▶ [Selected excerpt]:
April 2010


(Taipei, Taiwan)

Why do people want to help Africa? While I do not doubt the good deeds that many have done on the continent, I have always found it strange how many Americans who have never been there would profess a desire to dedicate their lives to making Africa “better” for Africans. 

The reason why this came up is that I recall meeting people who decided that they had the next big thing that will save Africa. They run off to create a flashy feel-good model that is very media-friendly and which everyone can feel good supporting. It is hard not to shake off the suspicion that a lot of these is done more for self-promotion (look at me) rather than for the best interest of Africans. I discussed this with a friend and he pointed out that if a system promotes “doing good” as a way to social prestige, why not?

▶ [Task instructions]:
a - In the piece on helping Africa, which of these statements agree with the text? Answer yes or no for each and quote the words that decide it: (i) The writer doubts the good deeds that many have done on the continent. (ii) The writer recalls meeting people who believed they had the next big thing to save Africa. (iii) The piece is dated April 2010.
b - Which city and country appear in parentheses at the top of the piece on helping Africa?
c - Repeat word for word the part of the piece on helping Africa from "Why do people" up to and including "prestige, why not?".
The material after this point comes from a separate source and has no connection to the piece on helping Africa.

▶ [Dataset entries]:
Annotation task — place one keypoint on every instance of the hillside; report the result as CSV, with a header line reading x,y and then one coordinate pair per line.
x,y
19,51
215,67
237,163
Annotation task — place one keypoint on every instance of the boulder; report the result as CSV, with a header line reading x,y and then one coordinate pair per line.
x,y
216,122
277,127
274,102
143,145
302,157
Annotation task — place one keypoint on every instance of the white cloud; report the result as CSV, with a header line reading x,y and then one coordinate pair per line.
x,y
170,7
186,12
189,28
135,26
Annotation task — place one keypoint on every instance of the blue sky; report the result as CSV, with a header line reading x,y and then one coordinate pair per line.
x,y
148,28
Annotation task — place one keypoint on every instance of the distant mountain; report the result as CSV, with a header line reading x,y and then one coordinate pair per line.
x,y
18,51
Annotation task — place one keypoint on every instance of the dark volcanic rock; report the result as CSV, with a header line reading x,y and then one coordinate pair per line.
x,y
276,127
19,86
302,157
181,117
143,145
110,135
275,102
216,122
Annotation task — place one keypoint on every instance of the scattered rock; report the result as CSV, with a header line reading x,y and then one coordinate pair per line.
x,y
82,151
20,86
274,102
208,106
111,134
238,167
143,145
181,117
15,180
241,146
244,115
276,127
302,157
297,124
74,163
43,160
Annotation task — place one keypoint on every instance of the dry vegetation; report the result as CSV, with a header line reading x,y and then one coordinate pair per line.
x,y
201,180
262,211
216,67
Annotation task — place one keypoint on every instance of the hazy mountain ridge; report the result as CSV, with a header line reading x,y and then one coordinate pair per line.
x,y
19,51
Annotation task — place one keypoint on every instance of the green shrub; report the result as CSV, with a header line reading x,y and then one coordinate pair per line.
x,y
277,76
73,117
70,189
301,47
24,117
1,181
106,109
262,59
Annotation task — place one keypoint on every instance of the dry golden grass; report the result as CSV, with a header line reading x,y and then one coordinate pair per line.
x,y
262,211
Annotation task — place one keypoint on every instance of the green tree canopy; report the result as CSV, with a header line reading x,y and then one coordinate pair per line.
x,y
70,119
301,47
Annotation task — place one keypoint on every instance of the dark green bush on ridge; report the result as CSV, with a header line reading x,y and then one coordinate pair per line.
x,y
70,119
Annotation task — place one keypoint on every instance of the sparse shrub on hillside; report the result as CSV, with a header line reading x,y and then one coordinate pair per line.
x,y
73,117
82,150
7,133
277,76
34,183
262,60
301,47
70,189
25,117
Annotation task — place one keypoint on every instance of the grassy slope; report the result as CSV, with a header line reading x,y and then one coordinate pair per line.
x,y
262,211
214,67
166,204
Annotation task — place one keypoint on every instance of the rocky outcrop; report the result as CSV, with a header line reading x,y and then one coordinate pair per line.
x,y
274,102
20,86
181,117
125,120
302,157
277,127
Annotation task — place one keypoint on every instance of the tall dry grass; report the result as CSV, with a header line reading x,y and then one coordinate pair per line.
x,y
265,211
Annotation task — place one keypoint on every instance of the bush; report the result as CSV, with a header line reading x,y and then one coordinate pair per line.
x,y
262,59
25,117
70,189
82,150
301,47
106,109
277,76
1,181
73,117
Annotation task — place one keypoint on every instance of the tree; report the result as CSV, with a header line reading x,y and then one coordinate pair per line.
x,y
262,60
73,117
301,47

▶ [Written responses]:
a -
(i) No: "While I do not doubt the good deeds that many have done on the continent"
(ii) Yes: "I recall meeting people who decided that they had the next big thing that will save Africa"
(iii) Yes: "April 2010"

b - Taipei, Taiwan.

c -
Why do people want to help Africa? While I do not doubt the good deeds that many have done on the continent, I have always found it strange how many Americans who have never been there would profess a desire to dedicate their lives to making Africa “better” for Africans. 

The reason why this came up is that I recall meeting people who decided that they had the next big thing that will save Africa. They run off to create a flashy feel-good model that is very media-friendly and which everyone can feel good supporting. It is hard not to shake off the suspicion that a lot of these is done more for self-promotion (look at me) rather than for the best interest of Africans. I discussed this with a friend and he pointed out that if a system promotes “doing good” as a way to social prestige, why not?